What this task involves —
What you return must match the data below exactly, minus any pictures.

[Image point grounding data]
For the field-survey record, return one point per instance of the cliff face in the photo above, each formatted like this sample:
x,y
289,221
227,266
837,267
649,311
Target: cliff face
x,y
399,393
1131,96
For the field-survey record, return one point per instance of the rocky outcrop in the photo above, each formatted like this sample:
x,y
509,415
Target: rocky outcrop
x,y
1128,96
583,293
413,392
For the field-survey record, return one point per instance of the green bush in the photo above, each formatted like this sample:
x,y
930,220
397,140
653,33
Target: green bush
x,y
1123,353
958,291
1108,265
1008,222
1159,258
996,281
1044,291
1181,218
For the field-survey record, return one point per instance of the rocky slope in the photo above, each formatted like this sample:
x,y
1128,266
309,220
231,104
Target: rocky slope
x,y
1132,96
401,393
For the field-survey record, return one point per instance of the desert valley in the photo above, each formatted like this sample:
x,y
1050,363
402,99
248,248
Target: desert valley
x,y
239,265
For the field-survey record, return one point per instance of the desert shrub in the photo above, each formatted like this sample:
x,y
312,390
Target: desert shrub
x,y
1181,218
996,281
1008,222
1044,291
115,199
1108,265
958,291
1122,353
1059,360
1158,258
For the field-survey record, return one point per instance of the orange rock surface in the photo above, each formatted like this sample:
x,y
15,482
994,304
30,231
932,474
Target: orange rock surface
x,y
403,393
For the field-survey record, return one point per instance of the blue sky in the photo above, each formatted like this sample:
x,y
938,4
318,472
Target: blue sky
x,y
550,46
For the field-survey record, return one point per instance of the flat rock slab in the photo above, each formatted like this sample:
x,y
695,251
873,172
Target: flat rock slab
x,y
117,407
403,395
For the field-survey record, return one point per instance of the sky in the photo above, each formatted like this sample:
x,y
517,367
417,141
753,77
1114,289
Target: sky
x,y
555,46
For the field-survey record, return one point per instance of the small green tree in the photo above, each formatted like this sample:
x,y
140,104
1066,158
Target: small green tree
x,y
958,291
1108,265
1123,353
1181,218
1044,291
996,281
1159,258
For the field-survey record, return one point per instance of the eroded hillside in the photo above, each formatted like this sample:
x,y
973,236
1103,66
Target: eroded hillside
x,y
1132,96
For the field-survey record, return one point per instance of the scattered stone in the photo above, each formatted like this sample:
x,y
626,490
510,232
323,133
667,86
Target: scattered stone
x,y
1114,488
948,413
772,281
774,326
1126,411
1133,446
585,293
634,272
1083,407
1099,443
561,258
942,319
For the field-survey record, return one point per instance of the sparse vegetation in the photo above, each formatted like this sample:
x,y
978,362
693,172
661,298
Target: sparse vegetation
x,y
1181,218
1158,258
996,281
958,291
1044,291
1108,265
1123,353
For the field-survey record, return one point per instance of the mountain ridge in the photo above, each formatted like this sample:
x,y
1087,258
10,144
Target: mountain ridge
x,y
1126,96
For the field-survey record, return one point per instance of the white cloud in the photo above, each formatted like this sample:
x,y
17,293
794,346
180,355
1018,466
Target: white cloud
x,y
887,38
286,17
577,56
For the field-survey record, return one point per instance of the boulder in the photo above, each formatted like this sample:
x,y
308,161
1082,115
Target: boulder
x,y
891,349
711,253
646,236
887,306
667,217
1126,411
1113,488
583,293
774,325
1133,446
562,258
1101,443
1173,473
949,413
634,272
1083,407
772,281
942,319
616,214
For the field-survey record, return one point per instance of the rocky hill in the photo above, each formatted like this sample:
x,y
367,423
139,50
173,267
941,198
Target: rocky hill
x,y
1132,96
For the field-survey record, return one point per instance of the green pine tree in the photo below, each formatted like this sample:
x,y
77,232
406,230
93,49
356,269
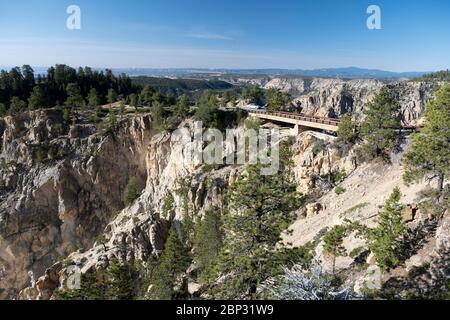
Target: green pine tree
x,y
130,193
208,110
74,98
207,241
16,106
347,130
93,98
37,98
429,155
111,96
92,288
385,240
119,281
379,129
173,262
261,207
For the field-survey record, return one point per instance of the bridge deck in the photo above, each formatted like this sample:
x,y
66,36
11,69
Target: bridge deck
x,y
302,120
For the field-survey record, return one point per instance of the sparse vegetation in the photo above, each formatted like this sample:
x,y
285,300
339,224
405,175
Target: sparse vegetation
x,y
130,193
379,131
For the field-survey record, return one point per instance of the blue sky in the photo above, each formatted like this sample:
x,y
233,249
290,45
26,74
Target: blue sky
x,y
415,34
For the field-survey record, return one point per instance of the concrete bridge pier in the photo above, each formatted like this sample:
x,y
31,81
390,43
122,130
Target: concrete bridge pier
x,y
297,130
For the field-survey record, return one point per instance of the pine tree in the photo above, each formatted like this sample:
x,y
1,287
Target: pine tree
x,y
3,110
17,106
93,98
157,113
379,130
208,110
207,240
74,98
385,241
131,193
182,107
92,288
261,207
133,100
172,263
347,130
112,96
429,155
37,99
119,281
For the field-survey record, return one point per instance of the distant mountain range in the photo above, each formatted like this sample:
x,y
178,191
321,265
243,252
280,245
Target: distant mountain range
x,y
347,73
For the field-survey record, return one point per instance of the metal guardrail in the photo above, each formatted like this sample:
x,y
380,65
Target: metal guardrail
x,y
317,119
301,117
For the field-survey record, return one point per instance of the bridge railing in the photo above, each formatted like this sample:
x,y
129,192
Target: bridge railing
x,y
301,117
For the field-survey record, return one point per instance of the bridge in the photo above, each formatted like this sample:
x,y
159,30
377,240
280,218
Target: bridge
x,y
301,121
304,122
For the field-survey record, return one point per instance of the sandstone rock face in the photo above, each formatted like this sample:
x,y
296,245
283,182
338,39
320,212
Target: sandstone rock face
x,y
59,207
52,207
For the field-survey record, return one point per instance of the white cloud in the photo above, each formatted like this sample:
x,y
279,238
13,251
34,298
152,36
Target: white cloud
x,y
210,36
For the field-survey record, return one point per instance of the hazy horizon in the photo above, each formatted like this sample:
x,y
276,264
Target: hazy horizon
x,y
253,34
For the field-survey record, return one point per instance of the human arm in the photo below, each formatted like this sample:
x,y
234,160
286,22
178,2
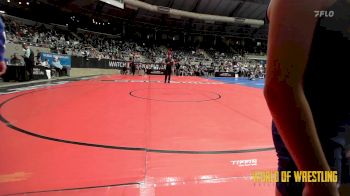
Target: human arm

Answer to this task —
For the field-survey record, return one point per instance of the cliff face in the photo above, each formatted like this sample:
x,y
289,221
227,266
837,267
649,311
Target: cliff face
x,y
399,393
1131,96
For the field-survey record, return one point per instance of the rocky outcrop in the photo above, each formatted like this sample:
x,y
509,415
Target: rocky outcrop
x,y
1128,96
583,293
413,392
For the field-survey record, return one point per instance of the green bush in the photo above, each formatted like this sample:
x,y
930,220
397,140
653,33
Target: green bush
x,y
1123,353
958,291
1108,265
1008,222
1159,258
996,281
1044,291
1181,218
For the field-survey record, return one point per instance of the rocky slope in the photo above, each formatted like this sample:
x,y
1128,266
309,220
231,104
Target: rocky slope
x,y
1132,96
401,393
For the field-survey record, return one point per instance of the desert valley in the photo above, each formatted like this sample:
x,y
1050,363
402,99
248,248
Target: desert valley
x,y
239,265
For the field-survey record, return one point per instance of the desert shrub in the photo above, each formatted like this sample:
x,y
312,390
Target: desert shrub
x,y
1181,218
996,281
1008,222
1044,291
115,199
1108,265
958,291
1122,353
1059,360
1158,258
For the field-survey record, return one point per instance of the orange rock surface in the photo above, each formatted like this sample:
x,y
15,482
994,304
30,231
932,474
Target: orange rock surface
x,y
403,393
For the field-survey record, return one point per instance of the blue sky in the photo above, each formatted like this sample:
x,y
938,4
318,472
Target: blue sky
x,y
550,46
For the field-survey record, return one point per instance of the flat rock slab in the photo above, each formatted like this sample:
x,y
695,251
873,172
Target: flat rock slab
x,y
117,407
403,395
For the field-survey record, return one point per instance of the sky in the photo above, each formatted like this sample:
x,y
517,367
417,141
753,77
1114,289
Target: sky
x,y
555,46
For the field-survey record, return one point per instance of the small green tree in the photo above, each formatted like this sample:
x,y
140,104
1066,158
Target: small green tree
x,y
958,291
1108,265
1123,353
1181,218
1044,291
996,281
1159,258
For the field-survey record, return one point per instance of the eroded hillside in the photo above, each formatted like this sample:
x,y
973,236
1103,66
Target: eroded hillside
x,y
1132,96
For the field-survey record, return one point per instance of the scattered stone in the photo above, each formatted like this sample:
x,y
626,490
510,232
323,133
667,86
Target: scattered stone
x,y
1114,488
948,413
772,281
774,326
1126,411
1133,446
585,293
634,272
1083,407
1099,443
561,258
942,319
For the field-survey record, return one point per instance of the sparse vegetation in the photo above, each formatted like this sample:
x,y
978,362
693,172
661,298
Target: sparse vegetation
x,y
1181,218
1158,258
996,281
958,291
1044,291
1108,265
1123,353
For the field-survey record, return one point per instance of the mountain ridge in the photo above, each formatted like this sample:
x,y
1087,258
10,144
Target: mountain ridge
x,y
1126,96
For the field-survey record, return one point per instance of the white cloud in the photo above, each formatted like this sample:
x,y
17,293
794,346
180,355
1018,466
Target: white cloud
x,y
887,38
286,17
577,56
For the field-survey record, return one point per instance of the boulder in the photo above, each formatted like this sample:
x,y
308,161
1082,115
Target: boulder
x,y
891,349
711,253
646,236
887,306
667,217
1126,411
1113,488
583,293
774,325
1133,446
562,258
1101,443
1173,473
949,413
634,272
1083,407
772,281
942,319
616,214
For the field-survey record, return one point per instance of the rocky hill in the photo above, each formatted like this sample:
x,y
367,423
139,50
173,267
941,198
Target: rocky hill
x,y
1132,96
For the field-survey record, return one point per instance of the green pine tree in the photo below, each formatted like this sample:
x,y
77,232
406,230
93,49
356,269
Target: green pine tree
x,y
130,193
208,110
74,98
207,241
16,106
347,130
93,98
37,98
429,155
111,96
92,288
385,240
119,281
379,129
173,262
261,207
For the field-survey record, return one point per instance of the bridge deck in the photo above, each formatted like this sample:
x,y
66,36
11,69
Target: bridge deck
x,y
302,120
For the field-survey record, return one point per instance of the sparse vegetation in the photo above, each formatted like this sample:
x,y
285,300
339,224
405,175
Target: sparse vegetation
x,y
130,193
379,131
For the field-survey record, return one point per instance of the blue sky in the photo above, each formatted like this sample:
x,y
233,249
290,45
26,74
Target: blue sky
x,y
415,34
For the field-survey record, return one point per instance of the concrete bridge pier in the photo above, each formatted like this sample:
x,y
31,81
390,43
122,130
Target: concrete bridge pier
x,y
297,130
For the field-survey record, return one point per instance of the pine tree in the photo above, each formatted like this sample:
x,y
1,287
Target: pine tree
x,y
3,110
17,106
93,98
157,113
379,130
208,110
207,240
74,98
385,241
131,193
182,107
92,288
261,207
133,100
172,263
347,130
112,96
429,155
37,99
119,281
For the field-survey record, return one point per instance of the distant mountain range in the photo above, each formatted like this sample:
x,y
178,191
321,265
243,252
280,245
Target: distant mountain range
x,y
347,73
For the field-survey record, return one point per instance of the metal guardrail in the photo above, each formatted like this sample:
x,y
380,65
Target: metal guardrail
x,y
317,119
301,117
For the field-survey record, return one point per instance of the bridge railing in the photo above, each formatted like this sample:
x,y
129,192
Target: bridge railing
x,y
301,117
For the field-survey record, return one point per instance of the bridge in the photo above, each formatted like this sample:
x,y
159,30
377,240
280,218
Target: bridge
x,y
301,121
304,122
For the field-survey record, return one point per instance of the sandstone rock face in the photo above, each formatted like this sample:
x,y
296,245
283,182
338,39
320,212
Target: sandstone rock face
x,y
59,207
52,207
For the field-survey record, return one point per instance of the white cloud in the photo above, each formatted like this sample:
x,y
279,238
13,251
34,298
152,36
Target: white cloud
x,y
210,36
For the field-survey record, return one point per instance of the hazy horizon in the photo above, each formatted like this sample:
x,y
276,264
Target: hazy horizon
x,y
253,34
For the field-survey record, return one point per instance of the human arm in the photo below, each formatted like this sample:
x,y
234,160
286,22
178,2
Target: human arm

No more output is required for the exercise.